To be done. Swap "vertical fence board" for "upright fence board" in the records, leaving everything else unchanged, and give back only the lines from the one containing "Question. Give the pixel coordinates of a point on the spidery" through the one containing "x=239, y=135".

(Recorded data)
- - -
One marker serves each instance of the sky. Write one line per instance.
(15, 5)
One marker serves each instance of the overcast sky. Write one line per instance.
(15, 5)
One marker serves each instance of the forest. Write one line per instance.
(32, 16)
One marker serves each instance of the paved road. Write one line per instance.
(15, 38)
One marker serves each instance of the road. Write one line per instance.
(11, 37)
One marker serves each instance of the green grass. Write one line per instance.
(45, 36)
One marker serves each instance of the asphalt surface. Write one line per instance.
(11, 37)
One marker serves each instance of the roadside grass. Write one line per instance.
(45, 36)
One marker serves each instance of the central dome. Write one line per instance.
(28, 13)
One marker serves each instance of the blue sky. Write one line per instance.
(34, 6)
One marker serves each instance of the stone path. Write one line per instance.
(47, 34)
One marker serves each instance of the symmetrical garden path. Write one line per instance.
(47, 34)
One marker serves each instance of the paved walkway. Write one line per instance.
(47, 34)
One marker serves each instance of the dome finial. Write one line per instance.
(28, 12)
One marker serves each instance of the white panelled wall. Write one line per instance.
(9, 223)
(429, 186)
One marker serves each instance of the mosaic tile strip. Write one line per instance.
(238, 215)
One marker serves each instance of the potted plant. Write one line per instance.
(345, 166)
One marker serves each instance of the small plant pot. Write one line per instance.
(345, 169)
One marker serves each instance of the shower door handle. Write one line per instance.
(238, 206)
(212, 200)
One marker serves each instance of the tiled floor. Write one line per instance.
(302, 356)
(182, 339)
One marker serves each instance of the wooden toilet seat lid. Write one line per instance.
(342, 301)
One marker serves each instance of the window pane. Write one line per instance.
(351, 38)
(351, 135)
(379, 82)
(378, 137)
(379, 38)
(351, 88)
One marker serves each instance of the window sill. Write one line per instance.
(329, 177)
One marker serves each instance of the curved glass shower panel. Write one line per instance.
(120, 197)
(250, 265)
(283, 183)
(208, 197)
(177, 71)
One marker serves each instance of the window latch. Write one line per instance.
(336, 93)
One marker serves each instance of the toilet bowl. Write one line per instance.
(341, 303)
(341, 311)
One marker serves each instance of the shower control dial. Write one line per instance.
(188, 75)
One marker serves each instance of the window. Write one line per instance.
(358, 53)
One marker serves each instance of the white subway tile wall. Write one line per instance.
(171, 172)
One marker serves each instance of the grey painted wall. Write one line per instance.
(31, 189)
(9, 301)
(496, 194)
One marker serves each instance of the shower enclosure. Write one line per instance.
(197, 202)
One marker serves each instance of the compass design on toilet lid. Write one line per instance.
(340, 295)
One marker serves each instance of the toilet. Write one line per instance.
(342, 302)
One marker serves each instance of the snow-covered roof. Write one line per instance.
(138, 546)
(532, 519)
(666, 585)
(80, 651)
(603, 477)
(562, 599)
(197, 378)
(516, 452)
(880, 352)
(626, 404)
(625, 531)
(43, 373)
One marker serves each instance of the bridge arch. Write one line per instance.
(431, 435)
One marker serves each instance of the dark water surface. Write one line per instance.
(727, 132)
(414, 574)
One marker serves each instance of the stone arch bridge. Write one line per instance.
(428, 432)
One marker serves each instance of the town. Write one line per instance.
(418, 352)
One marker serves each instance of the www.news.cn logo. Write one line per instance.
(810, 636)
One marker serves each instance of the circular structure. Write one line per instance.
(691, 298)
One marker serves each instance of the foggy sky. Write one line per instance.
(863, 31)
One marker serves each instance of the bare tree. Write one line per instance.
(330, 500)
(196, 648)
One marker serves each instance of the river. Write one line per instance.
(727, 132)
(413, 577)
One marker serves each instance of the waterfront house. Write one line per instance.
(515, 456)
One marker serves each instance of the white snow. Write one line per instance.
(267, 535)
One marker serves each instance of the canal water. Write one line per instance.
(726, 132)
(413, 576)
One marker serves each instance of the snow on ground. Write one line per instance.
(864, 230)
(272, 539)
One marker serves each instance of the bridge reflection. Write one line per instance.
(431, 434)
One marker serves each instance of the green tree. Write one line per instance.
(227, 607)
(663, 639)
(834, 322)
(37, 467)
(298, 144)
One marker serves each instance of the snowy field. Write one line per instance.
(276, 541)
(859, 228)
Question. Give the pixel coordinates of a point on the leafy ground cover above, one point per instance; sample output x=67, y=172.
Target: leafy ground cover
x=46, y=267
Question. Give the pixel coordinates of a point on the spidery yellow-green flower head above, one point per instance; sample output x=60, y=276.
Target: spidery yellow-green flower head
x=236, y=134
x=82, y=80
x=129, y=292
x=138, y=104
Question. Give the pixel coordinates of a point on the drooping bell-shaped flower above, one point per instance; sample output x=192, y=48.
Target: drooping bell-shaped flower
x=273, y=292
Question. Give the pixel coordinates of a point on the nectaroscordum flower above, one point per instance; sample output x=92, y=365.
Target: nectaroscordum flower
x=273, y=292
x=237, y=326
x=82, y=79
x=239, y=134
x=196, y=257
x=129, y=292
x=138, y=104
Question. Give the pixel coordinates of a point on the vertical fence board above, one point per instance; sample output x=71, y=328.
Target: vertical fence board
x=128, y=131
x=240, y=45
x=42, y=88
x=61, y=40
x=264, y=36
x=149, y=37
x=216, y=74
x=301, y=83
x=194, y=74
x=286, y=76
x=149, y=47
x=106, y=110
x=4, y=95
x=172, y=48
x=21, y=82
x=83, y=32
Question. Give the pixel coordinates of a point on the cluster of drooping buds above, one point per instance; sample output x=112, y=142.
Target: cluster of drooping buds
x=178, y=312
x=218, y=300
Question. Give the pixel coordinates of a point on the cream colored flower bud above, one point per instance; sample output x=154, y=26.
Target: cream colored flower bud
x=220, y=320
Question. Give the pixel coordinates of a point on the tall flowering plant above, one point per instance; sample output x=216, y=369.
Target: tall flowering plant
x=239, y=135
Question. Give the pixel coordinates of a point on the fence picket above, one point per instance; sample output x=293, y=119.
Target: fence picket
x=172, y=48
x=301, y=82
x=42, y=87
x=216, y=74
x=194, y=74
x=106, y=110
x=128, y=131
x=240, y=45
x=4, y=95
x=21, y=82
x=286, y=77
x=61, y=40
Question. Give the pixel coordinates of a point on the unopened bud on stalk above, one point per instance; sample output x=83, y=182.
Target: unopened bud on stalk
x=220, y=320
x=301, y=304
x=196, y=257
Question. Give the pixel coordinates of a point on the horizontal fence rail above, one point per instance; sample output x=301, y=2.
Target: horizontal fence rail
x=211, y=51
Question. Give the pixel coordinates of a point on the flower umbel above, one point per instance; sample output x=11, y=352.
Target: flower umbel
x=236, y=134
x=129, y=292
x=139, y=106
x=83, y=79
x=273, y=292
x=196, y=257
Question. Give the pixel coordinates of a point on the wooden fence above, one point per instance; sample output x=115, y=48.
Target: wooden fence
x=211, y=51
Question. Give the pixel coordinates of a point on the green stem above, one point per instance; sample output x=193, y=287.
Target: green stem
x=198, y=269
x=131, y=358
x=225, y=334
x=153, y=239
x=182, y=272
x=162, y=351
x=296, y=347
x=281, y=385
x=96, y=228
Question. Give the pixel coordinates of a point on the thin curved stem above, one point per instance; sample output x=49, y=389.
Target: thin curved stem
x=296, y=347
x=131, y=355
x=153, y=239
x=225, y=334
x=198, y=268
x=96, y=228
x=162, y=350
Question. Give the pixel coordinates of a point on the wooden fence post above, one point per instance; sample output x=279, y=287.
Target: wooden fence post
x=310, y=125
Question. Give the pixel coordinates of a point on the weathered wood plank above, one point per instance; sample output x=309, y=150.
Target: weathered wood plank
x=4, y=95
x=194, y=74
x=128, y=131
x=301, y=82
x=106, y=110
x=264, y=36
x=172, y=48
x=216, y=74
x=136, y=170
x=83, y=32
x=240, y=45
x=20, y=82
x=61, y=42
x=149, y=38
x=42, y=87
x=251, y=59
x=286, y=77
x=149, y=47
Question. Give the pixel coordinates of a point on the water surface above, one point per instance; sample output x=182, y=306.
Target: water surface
- - -
Answer for this exercise.
Question. Give the pixel coordinates of a point on the spidery yellow-green flower head above, one point per instance; sample output x=60, y=276.
Target: spidery yellow-green flower head
x=236, y=134
x=82, y=80
x=129, y=292
x=138, y=104
Question. Give the pixel coordinates of a point on the drooping bell-shaped flower above, one point per instance; sample output x=192, y=48.
Target: drooping bell-shaped flower
x=273, y=292
Question. Give the pixel coordinates of a point on the nectaroscordum flower above, one point per instance; sample output x=92, y=365.
Target: nectaroscordum flower
x=273, y=292
x=237, y=326
x=82, y=79
x=239, y=134
x=196, y=257
x=129, y=292
x=138, y=104
Question. Give the pixel coordinates of a point on the upright fence board above, one point per instance; sample output x=71, y=328.
Target: upright fence board
x=128, y=131
x=240, y=45
x=42, y=88
x=61, y=40
x=264, y=36
x=149, y=37
x=216, y=74
x=301, y=83
x=194, y=74
x=286, y=76
x=149, y=47
x=106, y=110
x=4, y=95
x=172, y=48
x=21, y=82
x=83, y=32
Question. Give the pixel coordinates of a point on the cluster of drooping buds above, one point per instance; sample output x=112, y=142.
Target: cluster of drooping buds
x=178, y=312
x=218, y=300
Question. Give the pixel coordinates of a point on the cream colored flower bud above, one point per instance; sample output x=154, y=26.
Target: cream colored flower bud
x=220, y=320
Question. Give the pixel coordinates of a point on the tall flowering plant above, one point per instance; sample output x=216, y=369.
Target: tall flowering plant
x=239, y=135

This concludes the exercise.